Extracted material START

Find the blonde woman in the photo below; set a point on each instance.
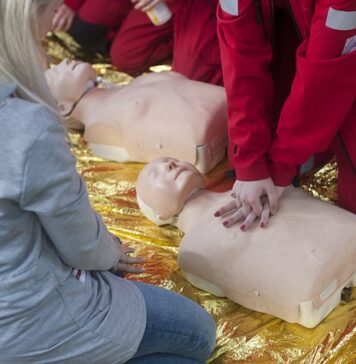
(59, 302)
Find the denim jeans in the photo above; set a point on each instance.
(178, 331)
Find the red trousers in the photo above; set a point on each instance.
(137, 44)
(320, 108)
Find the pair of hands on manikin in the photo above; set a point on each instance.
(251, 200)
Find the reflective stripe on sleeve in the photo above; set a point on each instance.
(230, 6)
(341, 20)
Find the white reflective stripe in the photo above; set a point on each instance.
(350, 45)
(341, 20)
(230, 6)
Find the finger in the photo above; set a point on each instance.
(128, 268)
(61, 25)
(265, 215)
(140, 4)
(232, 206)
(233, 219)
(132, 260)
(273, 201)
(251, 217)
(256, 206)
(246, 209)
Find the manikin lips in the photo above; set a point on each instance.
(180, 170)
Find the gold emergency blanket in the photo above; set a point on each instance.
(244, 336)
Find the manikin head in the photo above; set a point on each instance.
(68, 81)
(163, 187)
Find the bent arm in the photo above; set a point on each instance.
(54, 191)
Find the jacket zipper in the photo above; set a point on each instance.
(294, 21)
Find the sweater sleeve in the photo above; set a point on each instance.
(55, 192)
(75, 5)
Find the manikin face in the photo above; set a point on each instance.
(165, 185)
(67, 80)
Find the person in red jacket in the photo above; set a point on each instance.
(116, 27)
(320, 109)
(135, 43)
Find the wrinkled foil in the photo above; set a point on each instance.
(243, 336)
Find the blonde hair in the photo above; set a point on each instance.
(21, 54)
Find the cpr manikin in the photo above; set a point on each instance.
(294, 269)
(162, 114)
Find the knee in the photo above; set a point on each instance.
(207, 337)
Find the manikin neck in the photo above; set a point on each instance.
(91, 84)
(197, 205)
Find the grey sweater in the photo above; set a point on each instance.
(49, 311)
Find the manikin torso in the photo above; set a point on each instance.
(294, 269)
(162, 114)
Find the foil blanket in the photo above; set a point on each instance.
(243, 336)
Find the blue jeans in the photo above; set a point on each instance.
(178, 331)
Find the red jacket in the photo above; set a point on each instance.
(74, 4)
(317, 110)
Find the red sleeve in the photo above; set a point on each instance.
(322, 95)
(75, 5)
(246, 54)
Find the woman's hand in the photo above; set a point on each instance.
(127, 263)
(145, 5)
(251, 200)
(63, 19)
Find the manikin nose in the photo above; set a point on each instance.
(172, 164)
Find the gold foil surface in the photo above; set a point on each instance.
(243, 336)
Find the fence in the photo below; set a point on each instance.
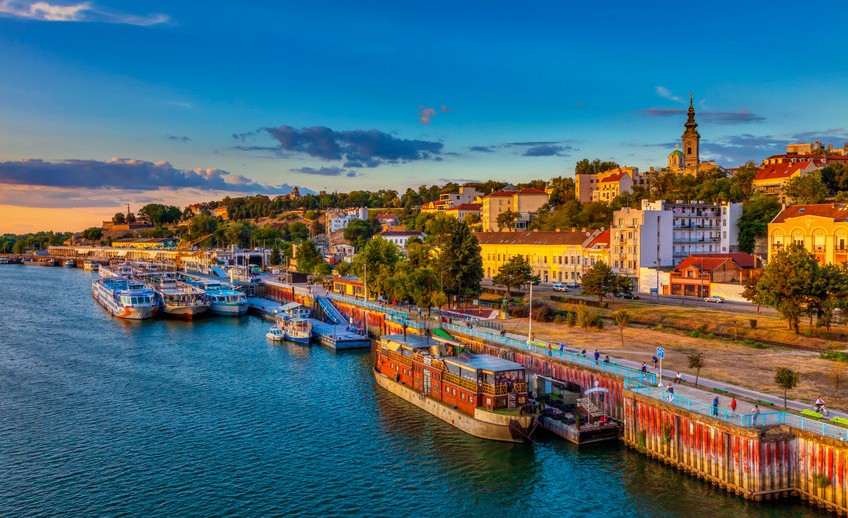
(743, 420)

Extracted material END

*Your goal:* The copy should hold exactly the lines from the one containing "Find the manikin neck" through the final line of the records above, both ends included, and no picture.

*Result of the exercise:*
Find the manikin neck in the photo above; set a point on each instance.
(91, 84)
(197, 205)
Find the grey sweater in the photo above; set a point on each instance.
(49, 311)
Find the manikin torso in the photo above; set a point on each instance.
(294, 269)
(162, 114)
Find the foil blanket in the photo above; set a point on each instance.
(243, 336)
Find the blue jeans in the photo above; set a point on each instance.
(178, 331)
Find the red jacket in the photo above; set a point on each instance.
(74, 4)
(317, 110)
Find the red sleeve in the photo above; set a point on each instance.
(322, 95)
(75, 5)
(246, 54)
Find the woman's hand in the photo above; set a point on each instance.
(127, 263)
(145, 5)
(251, 200)
(63, 19)
Find the manikin nose in the photo above; set a point on each instance.
(172, 164)
Find the gold foil surface in the photo above; set a point on each instance.
(243, 336)
Find the fence in the photo below; set a point on each instance.
(743, 420)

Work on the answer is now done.